◆ Selected passage ◆
start
Two tower networks stops learning when adding linear layers

I have been trying to train a relatively simple two-tower net for recommendation. I am using PyTorch and the implementation is the following: basically embeddings layers for users and items, optional feed-forward net for both towers, dot product between the user and items representations, and sigmoid.
I am trining with Binary cross entropy loss and Adam optimizer. When I am using only the embeddings, I see improvements from epoch to epoch (loss is decreasing and the evaluation metric are increasing). However, once I add even a single feed-forward layer, the network learns just a bit in the first epoch and then stagnates. I have tried to had code one linear layer with ReLU, to check if the issue is with the way I am creating the list of layers, but this did not change anything.

Has anybody else had a similar problem?

Implementation:

class SimpleTwoTower(nn.Module):
    
    def __init__(self, n_items, n_users, ln):
        super(SimpleTwoTower, self).__init__()
        
        self.ln = ln
        self.item_emb = nn.Embedding(num_embeddings=n_items, embedding_dim=self.ln[0])
        self.user_emb = nn.Embedding(num_embeddings=n_users, embedding_dim=self.ln[0])
       
        
        self.item_layers = [] #nn.ModuleList()
        self.user_layers = [] #nn.ModuleList()
        
        for i, n in enumerate(ln[0:-1]):
            m = int(ln[i+1])
            self.item_layers.append(nn.Linear(n, m, bias=True))
            self.item_layers.append(nn.ReLU())
            
            self.user_layers.append(nn.Linear(n, m, bias=True))
            self.user_layers.append(nn.ReLU())
            
            
        self.item_layers = nn.Sequential(*self.item_layers)
        self.user_layers = nn.Sequential(*self.user_layers)
end
◆ Recorded information ◆
start
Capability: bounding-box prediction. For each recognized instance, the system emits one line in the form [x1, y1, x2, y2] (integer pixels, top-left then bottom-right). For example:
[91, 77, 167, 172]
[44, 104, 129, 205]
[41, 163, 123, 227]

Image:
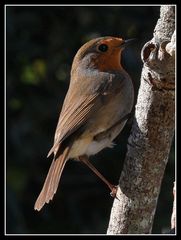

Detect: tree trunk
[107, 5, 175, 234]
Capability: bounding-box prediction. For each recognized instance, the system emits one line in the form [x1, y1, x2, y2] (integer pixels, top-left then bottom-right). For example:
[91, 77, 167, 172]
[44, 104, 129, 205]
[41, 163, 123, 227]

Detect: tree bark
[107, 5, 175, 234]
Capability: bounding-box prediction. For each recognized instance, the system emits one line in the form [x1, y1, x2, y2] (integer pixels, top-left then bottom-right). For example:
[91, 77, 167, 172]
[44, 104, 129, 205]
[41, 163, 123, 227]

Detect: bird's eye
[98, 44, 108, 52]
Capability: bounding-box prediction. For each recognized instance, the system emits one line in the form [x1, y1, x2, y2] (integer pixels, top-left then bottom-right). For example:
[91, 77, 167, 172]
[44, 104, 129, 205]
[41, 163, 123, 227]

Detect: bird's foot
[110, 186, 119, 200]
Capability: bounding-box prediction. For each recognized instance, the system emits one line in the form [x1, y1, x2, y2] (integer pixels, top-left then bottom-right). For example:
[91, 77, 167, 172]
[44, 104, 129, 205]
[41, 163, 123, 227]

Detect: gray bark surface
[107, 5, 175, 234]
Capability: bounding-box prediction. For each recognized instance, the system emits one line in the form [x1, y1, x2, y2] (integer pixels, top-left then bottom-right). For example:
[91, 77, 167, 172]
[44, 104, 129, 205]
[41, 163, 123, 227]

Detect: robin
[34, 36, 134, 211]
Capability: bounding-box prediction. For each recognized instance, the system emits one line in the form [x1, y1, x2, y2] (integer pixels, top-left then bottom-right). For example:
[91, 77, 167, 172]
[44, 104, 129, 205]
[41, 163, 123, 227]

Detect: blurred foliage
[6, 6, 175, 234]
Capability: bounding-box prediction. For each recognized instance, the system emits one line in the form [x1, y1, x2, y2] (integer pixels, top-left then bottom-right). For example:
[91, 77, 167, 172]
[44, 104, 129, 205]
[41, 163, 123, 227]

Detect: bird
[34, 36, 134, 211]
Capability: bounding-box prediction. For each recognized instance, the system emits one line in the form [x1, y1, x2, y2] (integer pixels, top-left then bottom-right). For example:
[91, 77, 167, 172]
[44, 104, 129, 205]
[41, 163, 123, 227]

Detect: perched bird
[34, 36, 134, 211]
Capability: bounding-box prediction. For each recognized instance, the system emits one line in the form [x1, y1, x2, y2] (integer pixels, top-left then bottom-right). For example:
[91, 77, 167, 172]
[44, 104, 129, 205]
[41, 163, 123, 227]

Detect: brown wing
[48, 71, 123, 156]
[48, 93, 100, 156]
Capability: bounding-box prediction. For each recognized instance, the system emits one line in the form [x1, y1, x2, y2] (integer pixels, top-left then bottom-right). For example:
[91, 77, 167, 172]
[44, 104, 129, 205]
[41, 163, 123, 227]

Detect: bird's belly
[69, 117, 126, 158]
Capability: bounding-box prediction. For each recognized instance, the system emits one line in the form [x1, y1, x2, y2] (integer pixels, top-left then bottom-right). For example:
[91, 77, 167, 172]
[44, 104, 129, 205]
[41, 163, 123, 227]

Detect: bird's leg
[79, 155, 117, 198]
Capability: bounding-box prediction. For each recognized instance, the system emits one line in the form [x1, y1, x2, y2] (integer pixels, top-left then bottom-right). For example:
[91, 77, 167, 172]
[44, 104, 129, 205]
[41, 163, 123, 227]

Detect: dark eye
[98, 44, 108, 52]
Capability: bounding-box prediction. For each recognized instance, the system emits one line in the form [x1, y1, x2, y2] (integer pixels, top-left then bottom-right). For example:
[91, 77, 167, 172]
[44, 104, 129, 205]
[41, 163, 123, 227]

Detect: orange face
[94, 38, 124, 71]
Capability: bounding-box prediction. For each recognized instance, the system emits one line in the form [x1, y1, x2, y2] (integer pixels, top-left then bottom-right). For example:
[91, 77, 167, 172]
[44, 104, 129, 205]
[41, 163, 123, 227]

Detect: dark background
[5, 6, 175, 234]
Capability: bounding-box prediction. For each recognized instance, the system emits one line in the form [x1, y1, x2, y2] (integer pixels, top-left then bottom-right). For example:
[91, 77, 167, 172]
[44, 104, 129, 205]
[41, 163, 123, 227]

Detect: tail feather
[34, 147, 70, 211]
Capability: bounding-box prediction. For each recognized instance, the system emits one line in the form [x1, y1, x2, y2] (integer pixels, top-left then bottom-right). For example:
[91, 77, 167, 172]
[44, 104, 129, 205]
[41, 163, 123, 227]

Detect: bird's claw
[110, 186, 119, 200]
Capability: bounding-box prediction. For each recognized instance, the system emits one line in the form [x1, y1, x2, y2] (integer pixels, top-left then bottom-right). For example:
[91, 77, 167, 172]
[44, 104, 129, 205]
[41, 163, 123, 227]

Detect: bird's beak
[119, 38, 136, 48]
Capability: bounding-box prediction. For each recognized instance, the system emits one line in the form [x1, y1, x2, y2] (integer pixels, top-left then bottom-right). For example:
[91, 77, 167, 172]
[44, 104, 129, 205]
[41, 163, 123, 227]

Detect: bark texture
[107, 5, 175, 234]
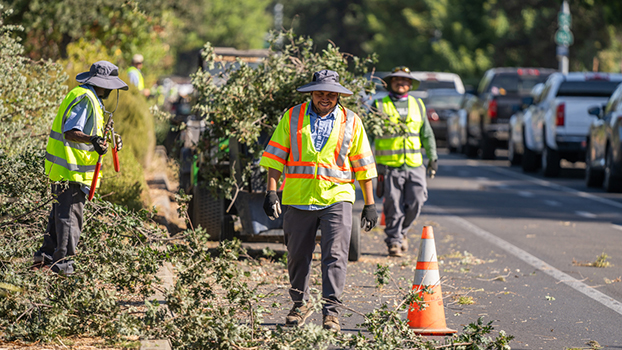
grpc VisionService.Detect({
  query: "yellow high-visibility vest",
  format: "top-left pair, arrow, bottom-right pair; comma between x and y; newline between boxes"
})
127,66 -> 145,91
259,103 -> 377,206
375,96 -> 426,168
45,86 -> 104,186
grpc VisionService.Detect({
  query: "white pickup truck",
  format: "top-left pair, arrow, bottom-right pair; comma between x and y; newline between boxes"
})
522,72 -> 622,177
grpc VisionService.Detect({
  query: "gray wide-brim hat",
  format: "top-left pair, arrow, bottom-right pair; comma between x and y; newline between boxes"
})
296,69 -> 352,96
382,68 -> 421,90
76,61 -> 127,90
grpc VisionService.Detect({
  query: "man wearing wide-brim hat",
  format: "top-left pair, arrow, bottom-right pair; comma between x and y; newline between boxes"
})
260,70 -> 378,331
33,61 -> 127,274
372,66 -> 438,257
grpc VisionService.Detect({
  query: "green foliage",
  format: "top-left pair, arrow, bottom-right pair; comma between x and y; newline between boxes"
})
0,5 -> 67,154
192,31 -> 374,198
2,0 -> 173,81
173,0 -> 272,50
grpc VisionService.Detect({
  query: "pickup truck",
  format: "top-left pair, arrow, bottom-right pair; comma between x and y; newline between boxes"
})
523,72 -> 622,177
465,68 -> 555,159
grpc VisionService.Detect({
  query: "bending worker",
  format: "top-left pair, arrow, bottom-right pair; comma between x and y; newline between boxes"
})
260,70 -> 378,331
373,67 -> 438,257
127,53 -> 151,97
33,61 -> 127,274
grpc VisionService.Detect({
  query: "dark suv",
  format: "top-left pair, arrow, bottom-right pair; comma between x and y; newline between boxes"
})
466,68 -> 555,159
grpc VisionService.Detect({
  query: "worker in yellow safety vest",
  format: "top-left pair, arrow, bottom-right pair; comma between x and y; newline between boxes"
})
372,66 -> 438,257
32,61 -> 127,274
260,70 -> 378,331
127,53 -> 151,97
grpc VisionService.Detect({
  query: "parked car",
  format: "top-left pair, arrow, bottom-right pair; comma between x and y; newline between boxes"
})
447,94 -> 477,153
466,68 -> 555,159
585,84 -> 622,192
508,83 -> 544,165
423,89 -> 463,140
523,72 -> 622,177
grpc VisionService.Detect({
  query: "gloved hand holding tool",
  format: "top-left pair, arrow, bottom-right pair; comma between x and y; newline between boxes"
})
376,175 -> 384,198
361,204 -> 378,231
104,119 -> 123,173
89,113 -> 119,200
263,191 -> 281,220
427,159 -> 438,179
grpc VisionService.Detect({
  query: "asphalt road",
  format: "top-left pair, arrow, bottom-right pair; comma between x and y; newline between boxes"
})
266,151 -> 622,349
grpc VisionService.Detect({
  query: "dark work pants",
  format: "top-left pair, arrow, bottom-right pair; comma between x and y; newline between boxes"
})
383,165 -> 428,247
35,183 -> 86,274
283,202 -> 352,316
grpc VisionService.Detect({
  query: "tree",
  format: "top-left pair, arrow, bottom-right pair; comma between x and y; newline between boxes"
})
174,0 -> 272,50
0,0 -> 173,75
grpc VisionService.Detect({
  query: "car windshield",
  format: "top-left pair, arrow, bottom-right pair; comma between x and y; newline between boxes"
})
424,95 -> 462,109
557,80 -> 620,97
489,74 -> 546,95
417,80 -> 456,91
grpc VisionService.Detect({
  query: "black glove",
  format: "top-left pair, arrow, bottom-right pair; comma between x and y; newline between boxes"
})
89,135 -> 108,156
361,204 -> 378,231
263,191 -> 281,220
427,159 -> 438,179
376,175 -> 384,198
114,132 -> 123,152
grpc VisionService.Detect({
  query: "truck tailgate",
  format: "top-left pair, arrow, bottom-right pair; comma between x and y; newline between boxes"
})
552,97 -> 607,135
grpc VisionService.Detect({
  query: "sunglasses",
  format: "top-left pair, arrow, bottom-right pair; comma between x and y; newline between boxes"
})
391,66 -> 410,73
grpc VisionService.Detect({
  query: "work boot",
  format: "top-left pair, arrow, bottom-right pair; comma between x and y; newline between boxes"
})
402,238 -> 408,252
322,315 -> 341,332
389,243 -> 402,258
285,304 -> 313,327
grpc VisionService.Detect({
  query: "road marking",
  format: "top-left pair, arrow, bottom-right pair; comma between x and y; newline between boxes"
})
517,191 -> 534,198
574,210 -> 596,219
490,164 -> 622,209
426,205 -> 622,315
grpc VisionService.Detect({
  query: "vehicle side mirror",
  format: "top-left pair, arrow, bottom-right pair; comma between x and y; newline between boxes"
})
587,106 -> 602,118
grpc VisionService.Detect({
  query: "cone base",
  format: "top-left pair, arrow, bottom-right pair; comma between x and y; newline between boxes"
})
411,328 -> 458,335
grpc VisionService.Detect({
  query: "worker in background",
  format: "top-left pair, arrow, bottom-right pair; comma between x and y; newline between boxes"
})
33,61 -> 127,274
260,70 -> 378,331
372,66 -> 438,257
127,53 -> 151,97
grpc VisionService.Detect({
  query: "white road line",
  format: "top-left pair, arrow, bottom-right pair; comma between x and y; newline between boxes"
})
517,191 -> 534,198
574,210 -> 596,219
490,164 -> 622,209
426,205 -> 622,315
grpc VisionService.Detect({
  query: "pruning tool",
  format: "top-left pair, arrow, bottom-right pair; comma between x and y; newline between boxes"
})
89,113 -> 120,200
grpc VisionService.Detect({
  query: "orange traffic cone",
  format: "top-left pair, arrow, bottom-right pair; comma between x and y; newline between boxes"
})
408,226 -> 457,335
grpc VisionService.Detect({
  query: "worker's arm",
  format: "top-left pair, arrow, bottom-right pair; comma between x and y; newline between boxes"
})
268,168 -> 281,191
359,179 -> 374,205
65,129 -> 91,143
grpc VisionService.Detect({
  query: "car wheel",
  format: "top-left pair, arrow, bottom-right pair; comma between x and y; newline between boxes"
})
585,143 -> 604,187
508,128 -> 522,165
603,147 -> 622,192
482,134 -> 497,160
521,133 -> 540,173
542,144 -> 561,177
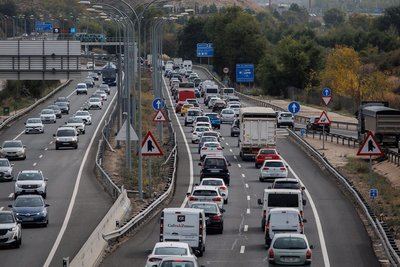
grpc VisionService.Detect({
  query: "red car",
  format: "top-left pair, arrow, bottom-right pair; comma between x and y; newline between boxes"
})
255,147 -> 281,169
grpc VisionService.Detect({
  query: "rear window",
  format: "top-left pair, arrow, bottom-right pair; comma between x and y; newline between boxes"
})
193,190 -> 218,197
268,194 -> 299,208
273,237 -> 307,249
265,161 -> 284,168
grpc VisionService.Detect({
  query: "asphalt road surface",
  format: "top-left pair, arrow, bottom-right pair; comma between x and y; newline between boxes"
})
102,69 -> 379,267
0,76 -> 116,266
end
◆ Stated problem ◆
Copy the two-tower network post between "I am trining" and "not change anything.", inclusive, substituting "SGD optimizer" for "Adam optimizer".

◆ Written answer ◆
I am trining with Binary cross entropy loss and SGD optimizer. When I am using only the embeddings, I see improvements from epoch to epoch (loss is decreasing and the evaluation metric are increasing). However, once I add even a single feed-forward layer, the network learns just a bit in the first epoch and then stagnates. I have tried to had code one linear layer with ReLU, to check if the issue is with the way I am creating the list of layers, but this did not change anything.